-- Start Information given --
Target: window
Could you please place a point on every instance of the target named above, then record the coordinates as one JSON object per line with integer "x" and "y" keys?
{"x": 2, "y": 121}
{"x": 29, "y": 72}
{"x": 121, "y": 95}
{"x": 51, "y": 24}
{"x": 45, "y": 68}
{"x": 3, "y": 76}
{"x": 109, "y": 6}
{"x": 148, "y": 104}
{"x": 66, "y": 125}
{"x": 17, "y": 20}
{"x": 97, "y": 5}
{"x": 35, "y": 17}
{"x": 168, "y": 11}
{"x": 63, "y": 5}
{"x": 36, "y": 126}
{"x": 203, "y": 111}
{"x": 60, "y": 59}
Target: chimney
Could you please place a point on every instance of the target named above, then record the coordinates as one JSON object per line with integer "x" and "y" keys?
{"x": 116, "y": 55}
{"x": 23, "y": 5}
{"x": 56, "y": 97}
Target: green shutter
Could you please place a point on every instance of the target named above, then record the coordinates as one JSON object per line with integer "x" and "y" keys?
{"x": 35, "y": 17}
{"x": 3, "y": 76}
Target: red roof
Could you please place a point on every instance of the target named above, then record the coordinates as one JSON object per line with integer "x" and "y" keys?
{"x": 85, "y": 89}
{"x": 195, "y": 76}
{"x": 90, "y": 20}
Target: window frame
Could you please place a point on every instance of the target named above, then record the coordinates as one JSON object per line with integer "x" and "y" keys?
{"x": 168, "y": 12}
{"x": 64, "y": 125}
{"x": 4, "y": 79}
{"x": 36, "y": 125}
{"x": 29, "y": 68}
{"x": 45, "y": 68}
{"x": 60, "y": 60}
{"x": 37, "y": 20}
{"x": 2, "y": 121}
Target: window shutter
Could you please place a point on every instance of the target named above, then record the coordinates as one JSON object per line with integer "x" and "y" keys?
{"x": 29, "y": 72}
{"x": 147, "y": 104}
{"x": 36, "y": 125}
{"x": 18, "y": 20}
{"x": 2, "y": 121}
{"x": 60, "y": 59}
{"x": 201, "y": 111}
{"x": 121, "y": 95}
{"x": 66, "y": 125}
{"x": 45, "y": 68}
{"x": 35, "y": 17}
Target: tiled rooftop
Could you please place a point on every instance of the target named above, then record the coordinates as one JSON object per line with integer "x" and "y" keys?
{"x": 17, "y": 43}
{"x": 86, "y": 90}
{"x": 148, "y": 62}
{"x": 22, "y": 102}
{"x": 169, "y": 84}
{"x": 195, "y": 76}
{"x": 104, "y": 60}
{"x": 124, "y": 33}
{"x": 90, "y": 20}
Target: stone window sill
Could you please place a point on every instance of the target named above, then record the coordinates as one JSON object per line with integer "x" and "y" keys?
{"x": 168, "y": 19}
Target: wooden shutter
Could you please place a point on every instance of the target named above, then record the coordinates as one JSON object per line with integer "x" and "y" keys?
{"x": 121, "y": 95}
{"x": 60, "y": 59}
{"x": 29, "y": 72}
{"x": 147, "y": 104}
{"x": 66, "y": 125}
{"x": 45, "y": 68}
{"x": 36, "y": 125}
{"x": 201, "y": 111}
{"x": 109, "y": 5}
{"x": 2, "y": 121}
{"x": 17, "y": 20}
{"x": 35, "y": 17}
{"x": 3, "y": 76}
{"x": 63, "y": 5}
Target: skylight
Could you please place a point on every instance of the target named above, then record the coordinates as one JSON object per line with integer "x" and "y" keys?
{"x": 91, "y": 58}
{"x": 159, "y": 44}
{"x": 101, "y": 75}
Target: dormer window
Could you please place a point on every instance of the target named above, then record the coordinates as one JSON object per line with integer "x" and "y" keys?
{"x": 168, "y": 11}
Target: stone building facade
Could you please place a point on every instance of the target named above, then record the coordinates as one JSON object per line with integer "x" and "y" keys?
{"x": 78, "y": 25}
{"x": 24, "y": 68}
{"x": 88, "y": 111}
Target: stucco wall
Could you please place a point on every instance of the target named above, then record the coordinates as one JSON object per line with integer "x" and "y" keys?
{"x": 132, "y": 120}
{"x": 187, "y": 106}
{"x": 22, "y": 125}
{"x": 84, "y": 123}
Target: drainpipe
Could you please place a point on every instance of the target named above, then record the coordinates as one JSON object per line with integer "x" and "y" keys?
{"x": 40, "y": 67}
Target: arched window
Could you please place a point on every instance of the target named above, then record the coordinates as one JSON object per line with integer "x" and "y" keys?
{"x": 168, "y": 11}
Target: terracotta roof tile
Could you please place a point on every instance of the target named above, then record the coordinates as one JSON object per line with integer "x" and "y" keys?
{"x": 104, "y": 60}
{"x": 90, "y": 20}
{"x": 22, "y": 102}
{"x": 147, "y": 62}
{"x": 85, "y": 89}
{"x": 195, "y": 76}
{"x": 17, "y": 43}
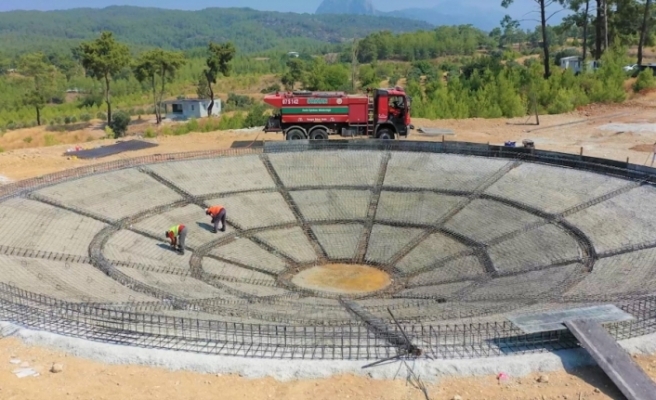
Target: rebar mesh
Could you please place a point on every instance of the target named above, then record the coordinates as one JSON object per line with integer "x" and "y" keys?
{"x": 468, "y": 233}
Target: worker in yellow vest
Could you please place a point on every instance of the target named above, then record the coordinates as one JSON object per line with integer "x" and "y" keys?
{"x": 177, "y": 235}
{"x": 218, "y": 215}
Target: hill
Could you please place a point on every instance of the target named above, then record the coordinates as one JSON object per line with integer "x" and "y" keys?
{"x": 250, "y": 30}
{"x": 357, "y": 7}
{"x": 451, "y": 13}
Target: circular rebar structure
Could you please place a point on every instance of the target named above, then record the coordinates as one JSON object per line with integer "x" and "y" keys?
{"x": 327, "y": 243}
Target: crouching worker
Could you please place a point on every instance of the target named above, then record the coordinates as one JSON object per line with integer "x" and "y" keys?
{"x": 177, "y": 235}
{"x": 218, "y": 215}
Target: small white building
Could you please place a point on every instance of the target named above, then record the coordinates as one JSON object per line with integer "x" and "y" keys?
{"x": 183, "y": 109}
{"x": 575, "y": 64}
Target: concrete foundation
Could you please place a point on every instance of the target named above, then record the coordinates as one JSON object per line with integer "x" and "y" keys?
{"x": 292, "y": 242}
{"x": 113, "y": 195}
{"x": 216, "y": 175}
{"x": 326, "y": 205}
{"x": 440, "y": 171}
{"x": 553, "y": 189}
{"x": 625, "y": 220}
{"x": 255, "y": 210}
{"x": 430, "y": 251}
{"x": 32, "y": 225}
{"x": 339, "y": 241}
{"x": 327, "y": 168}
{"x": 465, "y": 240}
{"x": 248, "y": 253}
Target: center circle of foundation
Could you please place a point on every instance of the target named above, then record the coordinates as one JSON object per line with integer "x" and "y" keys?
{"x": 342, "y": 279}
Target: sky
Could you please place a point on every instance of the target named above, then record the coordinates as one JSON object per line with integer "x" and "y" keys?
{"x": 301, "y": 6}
-- End Information given --
-- Start Information given --
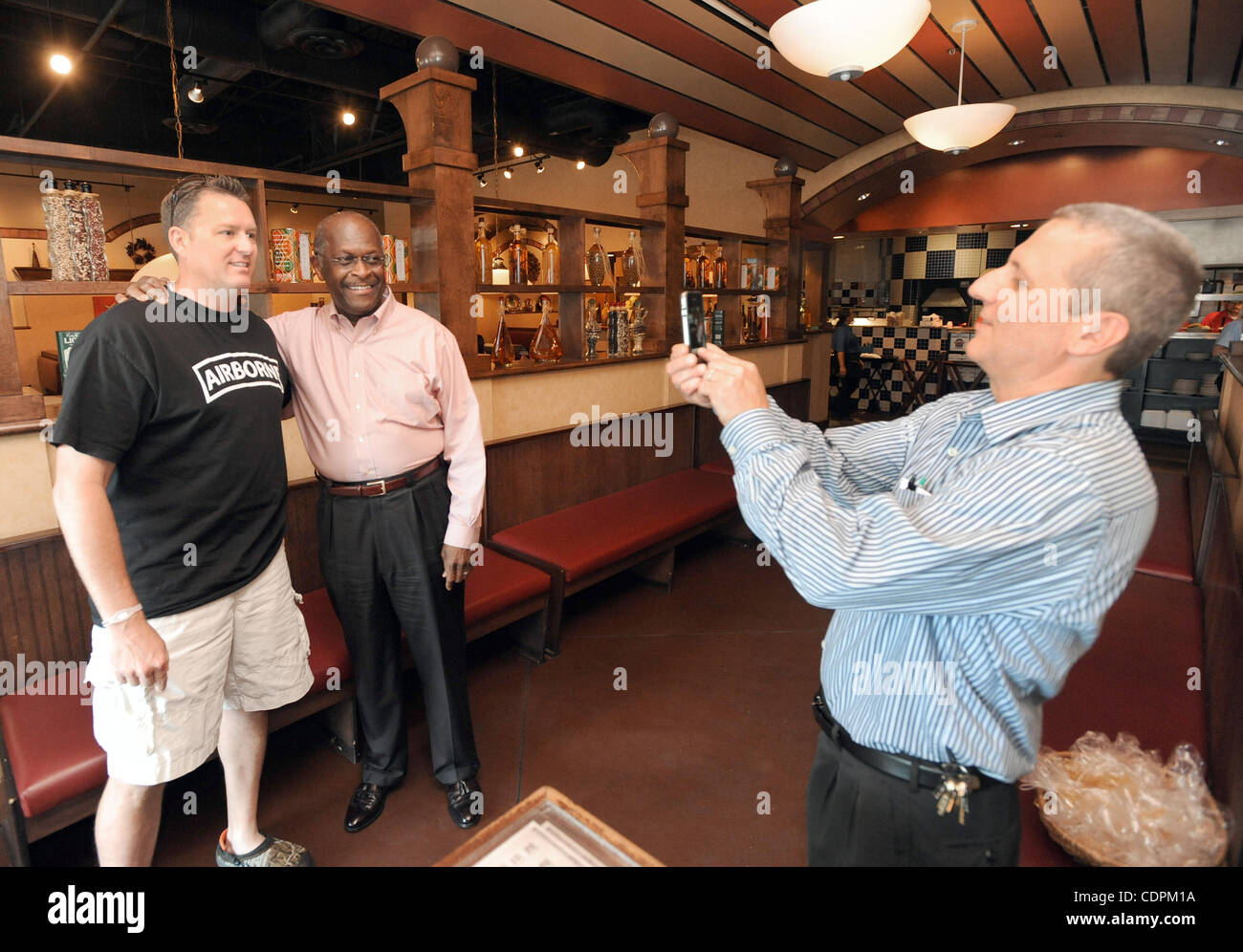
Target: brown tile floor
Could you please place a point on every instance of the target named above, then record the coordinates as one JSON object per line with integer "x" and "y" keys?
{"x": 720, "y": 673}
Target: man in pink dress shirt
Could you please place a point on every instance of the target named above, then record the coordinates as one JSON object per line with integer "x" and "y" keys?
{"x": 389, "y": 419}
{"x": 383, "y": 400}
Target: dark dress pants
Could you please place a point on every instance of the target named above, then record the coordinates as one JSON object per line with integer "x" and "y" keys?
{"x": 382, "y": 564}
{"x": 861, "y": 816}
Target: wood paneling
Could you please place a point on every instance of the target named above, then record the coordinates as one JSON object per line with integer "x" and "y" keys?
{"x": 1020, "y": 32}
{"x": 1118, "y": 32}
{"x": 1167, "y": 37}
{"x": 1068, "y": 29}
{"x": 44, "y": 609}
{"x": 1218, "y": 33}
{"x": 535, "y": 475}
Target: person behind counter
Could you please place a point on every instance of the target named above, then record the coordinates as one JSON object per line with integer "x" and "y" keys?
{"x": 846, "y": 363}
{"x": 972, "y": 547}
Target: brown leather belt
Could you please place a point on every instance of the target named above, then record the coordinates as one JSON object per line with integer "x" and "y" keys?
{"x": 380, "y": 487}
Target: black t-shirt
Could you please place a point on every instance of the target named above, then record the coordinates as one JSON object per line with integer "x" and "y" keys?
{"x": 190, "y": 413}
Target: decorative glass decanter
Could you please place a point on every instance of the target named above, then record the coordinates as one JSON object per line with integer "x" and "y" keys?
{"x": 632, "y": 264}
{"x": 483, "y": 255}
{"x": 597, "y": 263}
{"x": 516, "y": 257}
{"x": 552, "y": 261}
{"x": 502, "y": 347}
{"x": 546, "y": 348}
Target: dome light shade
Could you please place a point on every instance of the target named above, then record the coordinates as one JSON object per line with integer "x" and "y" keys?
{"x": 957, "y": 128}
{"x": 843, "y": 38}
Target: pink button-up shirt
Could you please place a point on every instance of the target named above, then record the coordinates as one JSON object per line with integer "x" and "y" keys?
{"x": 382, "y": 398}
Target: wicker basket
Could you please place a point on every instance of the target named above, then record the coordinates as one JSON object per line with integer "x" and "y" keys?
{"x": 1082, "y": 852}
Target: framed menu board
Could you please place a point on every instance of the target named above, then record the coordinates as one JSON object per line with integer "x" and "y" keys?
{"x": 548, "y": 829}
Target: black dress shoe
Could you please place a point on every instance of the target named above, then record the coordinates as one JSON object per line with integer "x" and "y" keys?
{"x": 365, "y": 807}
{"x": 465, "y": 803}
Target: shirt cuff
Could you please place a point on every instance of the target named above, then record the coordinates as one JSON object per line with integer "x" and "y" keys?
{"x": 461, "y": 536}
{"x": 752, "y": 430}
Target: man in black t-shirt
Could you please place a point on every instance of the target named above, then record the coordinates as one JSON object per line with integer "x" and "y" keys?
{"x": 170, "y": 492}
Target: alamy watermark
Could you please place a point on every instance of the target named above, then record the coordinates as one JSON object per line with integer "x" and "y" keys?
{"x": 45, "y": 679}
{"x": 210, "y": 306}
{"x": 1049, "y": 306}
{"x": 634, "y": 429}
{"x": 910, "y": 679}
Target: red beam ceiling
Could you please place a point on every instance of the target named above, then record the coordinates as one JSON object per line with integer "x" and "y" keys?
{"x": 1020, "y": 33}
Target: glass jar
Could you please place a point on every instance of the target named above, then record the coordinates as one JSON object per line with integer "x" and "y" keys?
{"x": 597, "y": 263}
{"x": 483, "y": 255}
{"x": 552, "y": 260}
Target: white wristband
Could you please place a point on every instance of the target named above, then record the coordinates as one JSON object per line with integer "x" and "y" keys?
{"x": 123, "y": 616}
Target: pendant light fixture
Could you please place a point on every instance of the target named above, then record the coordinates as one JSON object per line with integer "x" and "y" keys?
-- End Information given --
### Given exercise
Pick out every line of the data above that contains the string "white" and copy each such line in full. Matching is case-sensitive.

### The reply
Target: small white building
Target: white wristband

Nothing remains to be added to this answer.